From the records below, transcribe only the lines running from the one with "Each <instance> block" through the one with "box: [0, 0, 454, 48]". Keep both of those end lines.

Records to process:
+--

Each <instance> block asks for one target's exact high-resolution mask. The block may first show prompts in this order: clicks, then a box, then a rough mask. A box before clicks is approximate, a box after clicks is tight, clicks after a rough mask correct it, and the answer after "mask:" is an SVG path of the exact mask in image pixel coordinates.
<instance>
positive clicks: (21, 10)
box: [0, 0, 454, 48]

+--

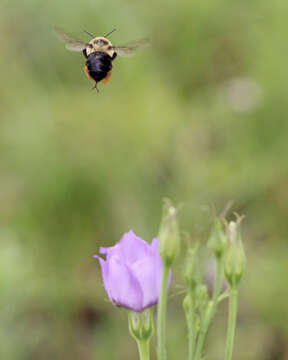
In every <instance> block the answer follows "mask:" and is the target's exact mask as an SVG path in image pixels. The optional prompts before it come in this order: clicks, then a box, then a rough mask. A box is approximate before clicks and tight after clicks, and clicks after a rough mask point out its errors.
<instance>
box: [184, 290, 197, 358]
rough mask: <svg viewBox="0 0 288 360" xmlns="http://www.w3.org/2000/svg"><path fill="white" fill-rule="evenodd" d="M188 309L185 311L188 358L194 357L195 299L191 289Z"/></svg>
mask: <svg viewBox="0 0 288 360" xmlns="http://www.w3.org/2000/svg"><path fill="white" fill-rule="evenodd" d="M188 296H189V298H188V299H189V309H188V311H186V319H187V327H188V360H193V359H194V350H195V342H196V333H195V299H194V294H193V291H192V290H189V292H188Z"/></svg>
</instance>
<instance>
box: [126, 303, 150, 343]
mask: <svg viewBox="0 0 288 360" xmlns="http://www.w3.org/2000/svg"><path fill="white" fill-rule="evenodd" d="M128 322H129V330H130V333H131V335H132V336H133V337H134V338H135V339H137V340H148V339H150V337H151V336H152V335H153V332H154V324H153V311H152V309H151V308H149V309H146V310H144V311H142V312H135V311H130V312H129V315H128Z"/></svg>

+--

Solved exercise:
Each <instance> block asks for one target's exact high-resolution mask. The block may first show prompts in this order: clicks, then a box, then a rough mask. A box before clicks is approximate, a box after clicks is tight, clicks after a rough mask correct it, and the answer after "mask:" is an SVG path of the exact mask in image pixel coordinates.
<instance>
positive clicks: (21, 10)
box: [0, 0, 454, 48]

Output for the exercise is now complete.